++++ Listed entries
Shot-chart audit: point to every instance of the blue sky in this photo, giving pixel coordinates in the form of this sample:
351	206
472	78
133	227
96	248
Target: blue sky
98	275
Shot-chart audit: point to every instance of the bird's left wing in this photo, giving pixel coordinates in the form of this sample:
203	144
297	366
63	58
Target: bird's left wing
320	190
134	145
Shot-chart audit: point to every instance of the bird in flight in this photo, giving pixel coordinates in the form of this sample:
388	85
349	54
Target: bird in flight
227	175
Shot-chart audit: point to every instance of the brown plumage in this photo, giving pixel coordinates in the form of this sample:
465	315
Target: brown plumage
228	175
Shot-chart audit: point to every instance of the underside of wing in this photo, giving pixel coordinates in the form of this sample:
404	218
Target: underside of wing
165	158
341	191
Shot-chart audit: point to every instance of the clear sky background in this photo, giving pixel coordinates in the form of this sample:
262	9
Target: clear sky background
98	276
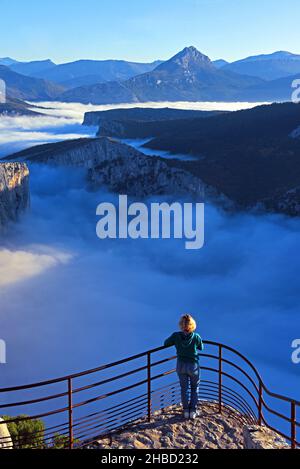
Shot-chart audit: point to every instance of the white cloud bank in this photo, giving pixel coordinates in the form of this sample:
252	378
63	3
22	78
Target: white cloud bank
20	265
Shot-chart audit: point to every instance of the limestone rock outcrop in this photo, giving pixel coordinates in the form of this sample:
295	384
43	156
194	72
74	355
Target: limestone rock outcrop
14	191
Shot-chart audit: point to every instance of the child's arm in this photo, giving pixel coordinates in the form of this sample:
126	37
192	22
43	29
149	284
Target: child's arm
200	345
170	341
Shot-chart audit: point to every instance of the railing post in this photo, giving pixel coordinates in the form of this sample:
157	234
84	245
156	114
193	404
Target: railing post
293	425
220	377
70	407
149	385
260	401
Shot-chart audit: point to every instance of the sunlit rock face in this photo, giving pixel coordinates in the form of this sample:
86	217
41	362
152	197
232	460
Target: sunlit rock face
14	191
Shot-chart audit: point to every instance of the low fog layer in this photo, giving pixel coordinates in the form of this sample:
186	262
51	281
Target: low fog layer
70	301
61	121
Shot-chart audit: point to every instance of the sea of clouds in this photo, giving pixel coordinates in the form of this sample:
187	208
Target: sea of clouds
70	301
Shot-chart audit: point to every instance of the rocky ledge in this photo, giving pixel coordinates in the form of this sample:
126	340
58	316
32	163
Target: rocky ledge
120	168
14	191
210	430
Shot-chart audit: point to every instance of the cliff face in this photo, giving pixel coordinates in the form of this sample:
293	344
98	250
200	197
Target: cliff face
119	167
14	191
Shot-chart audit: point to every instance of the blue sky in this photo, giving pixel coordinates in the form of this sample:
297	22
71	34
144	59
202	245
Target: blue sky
145	30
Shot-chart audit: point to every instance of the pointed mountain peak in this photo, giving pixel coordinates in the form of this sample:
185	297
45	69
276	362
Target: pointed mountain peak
188	58
191	53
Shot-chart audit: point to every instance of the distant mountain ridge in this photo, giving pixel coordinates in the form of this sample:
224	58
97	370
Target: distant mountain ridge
268	66
31	68
188	76
28	88
86	72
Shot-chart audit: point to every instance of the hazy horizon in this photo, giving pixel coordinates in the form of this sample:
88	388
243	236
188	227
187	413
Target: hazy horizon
140	35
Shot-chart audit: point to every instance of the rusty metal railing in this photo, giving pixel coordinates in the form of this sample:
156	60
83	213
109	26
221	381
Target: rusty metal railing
80	409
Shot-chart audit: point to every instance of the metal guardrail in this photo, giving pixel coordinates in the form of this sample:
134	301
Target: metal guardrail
77	414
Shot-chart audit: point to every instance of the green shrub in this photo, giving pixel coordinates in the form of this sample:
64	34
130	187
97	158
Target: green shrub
26	434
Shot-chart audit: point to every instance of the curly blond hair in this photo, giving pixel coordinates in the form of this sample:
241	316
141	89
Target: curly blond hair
187	323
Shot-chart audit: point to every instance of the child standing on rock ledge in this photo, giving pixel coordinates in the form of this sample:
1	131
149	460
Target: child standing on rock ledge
187	344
++++++++
The task
Return each line above word for word. Skip the pictures.

Answer section
Shot-chart audit: point to every instance of the blue sky in this photo, giving pixel coordinates in the form of this sample:
351	206
472	78
133	227
96	248
Target: blue sky
98	275
Shot-chart audit: point to every instance of the bird's left wing in this photo, giving pixel coordinates in the form of this sample:
203	144
297	366
63	58
Target: bird's left wing
320	190
134	145
Shot-chart audit: point to every instance of the bird in flight in this photo, giving pixel coordinates in the form of this sample:
388	85
349	54
Target: bird in flight
227	175
Shot-chart audit: point to every instance of the brown plumage in this photo, giving pixel coordinates in the form of this sample:
465	315
Target: brown plumage
228	175
Shot-chart audit: point to every instance of the underside of wing in this photo, giving pixel coordinates in the form of this sample:
404	218
Target: underside of wing
165	158
341	191
Shot-chart audit: point to every instance of the clear sky background in this photo, giving pixel coordinates in the form of this sample:
262	9
Target: clear sky background
98	276
Shot-chart audit: point to every instance of the white cloud bank in this photo, giving pixel coordinates in the form of this sample:
252	378
63	3
22	78
Target: white cloud bank
20	265
Shot-chart audit: point to every instance of the limestone rock outcrop in this photo, giving pixel coordinates in the form of this sample:
295	384
43	156
194	72
74	355
Target: limestone rock outcrop
14	191
Shot-chart audit: point to every instance of the child's arm in this photo, giving pixel coordinates in the form of this sample:
126	37
192	22
43	29
149	284
Target: child's arm
200	345
170	341
Shot-chart audit: point to every instance of the railing post in this photo, giving pixel coordinates in the form of this sample:
157	234
84	245
156	114
193	404
Target: railing post
293	425
220	377
70	407
149	385
260	401
Shot-chart audit: point to every instance of the sunlit rock face in this photo, giving pixel coordinates in the form of this sample:
86	217
41	362
152	197
232	460
Target: sunlit rock face
14	191
Shot-chart audit: point to every instance of the low fog layer in this photo, giving pixel coordinates in the form of this sample:
186	262
51	281
Target: low fog layer
70	301
61	121
Shot-chart audit: point to every instance of the sea of clouds in this photo, giving pixel coordinates in the form of this sample:
187	208
Target: sea of clouds
70	301
Shot-chart audit: point to every instance of the rocky ledge in this photo, giving pixel coordinates in the form of this sample:
126	340
58	316
32	163
Target: rocky ledge
120	168
14	191
210	430
Shot-chart audit: point to every instance of the cliff face in this photo, giving pixel coordinates in the form of this sample:
293	344
98	250
200	197
Target: cliff face
119	167
14	191
Shot-chart audit: point to every instance of the blue sky in this photo, giving pixel coordinates in the form of this sample:
297	22
71	34
144	59
202	245
Target: blue sky
145	30
Shot-chart audit: point to every instance of the pointed mountain peak in this photo, giving pixel coordinates in the form of this sample:
185	297
45	69
276	362
Target: pointed mountain peak
188	58
191	53
Shot-chart audit: point to every instance of the distant mountain ridge in this photo, giving pixel coordinates in the form of this sample:
224	58
97	370
Target: distant mountain ridge
268	66
31	68
188	76
28	88
86	72
Shot-chart audit: point to every instance of the hazy horizon in this photo, giving pixel coordinates in the form of this sample:
88	388
243	236
188	227
187	413
Target: hazy horizon
140	35
Shot-chart audit: point to every instance of the rusty metal railing in this photo, giving pixel coordinates in the form of this sample:
156	60
83	213
109	26
221	381
Target: rusty metal railing
80	409
Shot-chart audit: point to every instance of the metal guardrail in this photo, giving pixel coordinates in the form of this sample:
134	301
Target: metal guardrail
77	414
Shot-chart audit: point to every instance of the green shrub in this photo, giving pixel coordinates in the form of this sample:
64	34
130	187
97	158
Target: green shrub
26	434
Shot-chart audit: point to every instance of the curly blond hair in this photo, giving pixel coordinates in the form of this sample:
241	316
141	89
Target: curly blond hair
187	323
Shot-chart audit: point to every instance of the child standing on rock ledge in this photo, giving pixel coordinates in the form of this sample:
1	131
149	460
Target: child standing on rock ledge
187	344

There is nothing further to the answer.